> **EXCERPTED RECORDS**

------------

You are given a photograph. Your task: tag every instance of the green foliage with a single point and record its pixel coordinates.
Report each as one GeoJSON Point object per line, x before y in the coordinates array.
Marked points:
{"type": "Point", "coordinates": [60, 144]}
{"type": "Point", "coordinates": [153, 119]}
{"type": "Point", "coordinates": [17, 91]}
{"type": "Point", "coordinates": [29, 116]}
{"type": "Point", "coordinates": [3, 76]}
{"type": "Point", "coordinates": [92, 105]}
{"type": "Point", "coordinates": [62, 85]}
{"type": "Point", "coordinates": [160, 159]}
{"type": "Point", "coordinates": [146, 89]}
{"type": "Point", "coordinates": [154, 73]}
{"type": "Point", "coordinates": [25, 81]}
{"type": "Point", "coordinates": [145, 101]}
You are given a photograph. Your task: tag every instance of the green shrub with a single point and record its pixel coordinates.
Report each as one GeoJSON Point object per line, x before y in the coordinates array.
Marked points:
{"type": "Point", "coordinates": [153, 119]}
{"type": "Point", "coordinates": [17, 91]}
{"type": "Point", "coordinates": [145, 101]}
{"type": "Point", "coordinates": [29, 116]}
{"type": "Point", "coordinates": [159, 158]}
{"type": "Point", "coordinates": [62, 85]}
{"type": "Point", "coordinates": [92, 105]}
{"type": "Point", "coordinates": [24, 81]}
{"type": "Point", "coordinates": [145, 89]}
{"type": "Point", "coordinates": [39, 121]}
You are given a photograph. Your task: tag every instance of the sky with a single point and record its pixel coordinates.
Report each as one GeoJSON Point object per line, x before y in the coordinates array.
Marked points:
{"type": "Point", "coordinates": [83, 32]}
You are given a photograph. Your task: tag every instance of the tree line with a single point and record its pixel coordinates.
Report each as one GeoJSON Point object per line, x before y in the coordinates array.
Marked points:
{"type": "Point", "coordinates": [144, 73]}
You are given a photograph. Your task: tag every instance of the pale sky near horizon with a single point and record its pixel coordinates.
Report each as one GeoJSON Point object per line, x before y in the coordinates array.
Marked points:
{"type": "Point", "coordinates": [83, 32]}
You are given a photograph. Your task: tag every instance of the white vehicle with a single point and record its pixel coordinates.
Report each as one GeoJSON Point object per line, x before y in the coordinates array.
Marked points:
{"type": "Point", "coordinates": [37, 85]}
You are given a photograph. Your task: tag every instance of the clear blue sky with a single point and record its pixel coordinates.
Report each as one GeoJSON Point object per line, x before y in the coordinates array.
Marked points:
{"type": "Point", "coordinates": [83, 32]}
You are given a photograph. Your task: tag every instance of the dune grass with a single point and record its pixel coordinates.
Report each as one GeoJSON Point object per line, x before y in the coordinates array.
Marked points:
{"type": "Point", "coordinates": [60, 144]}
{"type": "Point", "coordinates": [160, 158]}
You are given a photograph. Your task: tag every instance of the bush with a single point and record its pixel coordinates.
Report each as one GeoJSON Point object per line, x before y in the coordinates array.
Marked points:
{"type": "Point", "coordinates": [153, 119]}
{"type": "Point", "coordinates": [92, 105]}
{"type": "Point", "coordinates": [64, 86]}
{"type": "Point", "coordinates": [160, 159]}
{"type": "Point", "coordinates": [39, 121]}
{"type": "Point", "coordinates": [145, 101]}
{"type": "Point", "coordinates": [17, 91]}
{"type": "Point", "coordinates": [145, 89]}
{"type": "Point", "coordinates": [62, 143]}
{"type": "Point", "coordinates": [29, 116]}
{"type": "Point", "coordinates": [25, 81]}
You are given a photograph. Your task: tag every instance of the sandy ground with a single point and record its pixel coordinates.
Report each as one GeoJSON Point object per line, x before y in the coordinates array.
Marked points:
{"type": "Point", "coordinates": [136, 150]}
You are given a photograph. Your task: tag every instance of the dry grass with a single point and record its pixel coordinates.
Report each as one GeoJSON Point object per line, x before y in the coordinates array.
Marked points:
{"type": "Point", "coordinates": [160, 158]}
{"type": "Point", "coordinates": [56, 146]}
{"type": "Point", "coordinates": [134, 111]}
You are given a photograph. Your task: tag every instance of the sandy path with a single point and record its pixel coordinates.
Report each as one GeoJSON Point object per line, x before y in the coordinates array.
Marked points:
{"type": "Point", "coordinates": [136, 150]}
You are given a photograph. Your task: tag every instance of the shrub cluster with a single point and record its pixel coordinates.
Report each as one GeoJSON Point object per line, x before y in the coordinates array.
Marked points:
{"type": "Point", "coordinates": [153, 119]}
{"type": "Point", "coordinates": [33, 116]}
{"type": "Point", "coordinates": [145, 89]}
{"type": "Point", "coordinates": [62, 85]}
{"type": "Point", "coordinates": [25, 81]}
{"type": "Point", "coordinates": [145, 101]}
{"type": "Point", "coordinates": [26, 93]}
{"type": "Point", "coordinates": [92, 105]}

------------

> **TASK STATEMENT**
Output the whole listing above again, word for word.

> **TASK ANSWER**
You are given a photograph. Your task: tag every instance of the green foliage with a single point and record its pixel coordinates.
Report each as one GeoJSON Point object per line, x before y in the coordinates array.
Marked points:
{"type": "Point", "coordinates": [60, 144]}
{"type": "Point", "coordinates": [153, 119]}
{"type": "Point", "coordinates": [17, 91]}
{"type": "Point", "coordinates": [29, 116]}
{"type": "Point", "coordinates": [3, 76]}
{"type": "Point", "coordinates": [92, 105]}
{"type": "Point", "coordinates": [62, 85]}
{"type": "Point", "coordinates": [160, 159]}
{"type": "Point", "coordinates": [146, 89]}
{"type": "Point", "coordinates": [154, 73]}
{"type": "Point", "coordinates": [25, 81]}
{"type": "Point", "coordinates": [145, 101]}
You are given a photograph. Your task: tag every instance of the green shrub with a single point and record its pixel coordinates.
Report each as one GeoJSON Point object per line, x before y in the coordinates array.
Marked points:
{"type": "Point", "coordinates": [153, 119]}
{"type": "Point", "coordinates": [17, 91]}
{"type": "Point", "coordinates": [145, 101]}
{"type": "Point", "coordinates": [29, 116]}
{"type": "Point", "coordinates": [159, 158]}
{"type": "Point", "coordinates": [62, 85]}
{"type": "Point", "coordinates": [92, 105]}
{"type": "Point", "coordinates": [24, 81]}
{"type": "Point", "coordinates": [145, 89]}
{"type": "Point", "coordinates": [39, 121]}
You are given a photograph. Your task: tag every instance of the sky with a single point and record its pixel coordinates.
Report each as one GeoJSON Point object per line, x before y in the coordinates array.
Marked points:
{"type": "Point", "coordinates": [83, 32]}
You are given a photograph. Your task: tag every instance of the tree line with a single point and record its pixel coordinates.
Report each as one GeoJSON Point object per line, x before y in the coordinates array.
Marked points:
{"type": "Point", "coordinates": [144, 73]}
You are given a photograph. Your task: tag every instance of the pale sky near horizon with a single point and record its pixel coordinates.
Report each as one GeoJSON Point object per line, x before y in the coordinates array.
Marked points:
{"type": "Point", "coordinates": [83, 32]}
You are given a photograph. Your task: tag every instance of the white vehicle with a single point and record its pixel coordinates.
Report each as one GeoJSON Point object per line, x before y in the coordinates array.
Marked points:
{"type": "Point", "coordinates": [37, 85]}
You are given a photograph. Your task: tag every instance of the clear blue sky with a single point and record its pixel coordinates.
Report each as one GeoJSON Point object per line, x before y in the coordinates array.
Marked points:
{"type": "Point", "coordinates": [83, 32]}
You are given a photograph. Your task: tag every instance of the dune grass with a single point and record its pixel coordinates.
Report each as one GeoJSON Point object per line, x before y in the coordinates array.
Marked points:
{"type": "Point", "coordinates": [60, 144]}
{"type": "Point", "coordinates": [160, 158]}
You are given a photograph. Your task: tag every instance of the bush with a single point and record its pixel coordinates.
Report each as one GeoJSON Point object per line, x before y in the coordinates array.
Marked points:
{"type": "Point", "coordinates": [153, 119]}
{"type": "Point", "coordinates": [92, 105]}
{"type": "Point", "coordinates": [64, 86]}
{"type": "Point", "coordinates": [160, 159]}
{"type": "Point", "coordinates": [39, 121]}
{"type": "Point", "coordinates": [145, 101]}
{"type": "Point", "coordinates": [17, 91]}
{"type": "Point", "coordinates": [145, 89]}
{"type": "Point", "coordinates": [62, 143]}
{"type": "Point", "coordinates": [29, 116]}
{"type": "Point", "coordinates": [25, 81]}
You are given a photograph. Your task: tag every instance of the sandy ground with a single point and record its pixel coordinates.
Report each as one GeoJSON Point object per line, x before y in the coordinates array.
Marked points:
{"type": "Point", "coordinates": [136, 150]}
You are given a photograph. Your task: tag every instance of the dry grass with a single point and record its pixel coordinates.
Report each as one GeoJSON Point object per line, x before y in the coordinates array.
Marked points:
{"type": "Point", "coordinates": [160, 158]}
{"type": "Point", "coordinates": [56, 146]}
{"type": "Point", "coordinates": [134, 111]}
You are given a photograph. Your task: tag every instance of the sandy path with a single point and record its pixel coordinates.
Report each as one GeoJSON Point object per line, x before y in the coordinates array.
Marked points:
{"type": "Point", "coordinates": [136, 150]}
You are given a photograph. Your task: tag every instance of the shrub cluster with a single point and record its pixel coordinates.
Report each as one GeoJSON Point object per line, x before y in the coordinates array.
Marked points:
{"type": "Point", "coordinates": [153, 119]}
{"type": "Point", "coordinates": [33, 116]}
{"type": "Point", "coordinates": [145, 89]}
{"type": "Point", "coordinates": [62, 85]}
{"type": "Point", "coordinates": [25, 81]}
{"type": "Point", "coordinates": [145, 101]}
{"type": "Point", "coordinates": [26, 93]}
{"type": "Point", "coordinates": [92, 105]}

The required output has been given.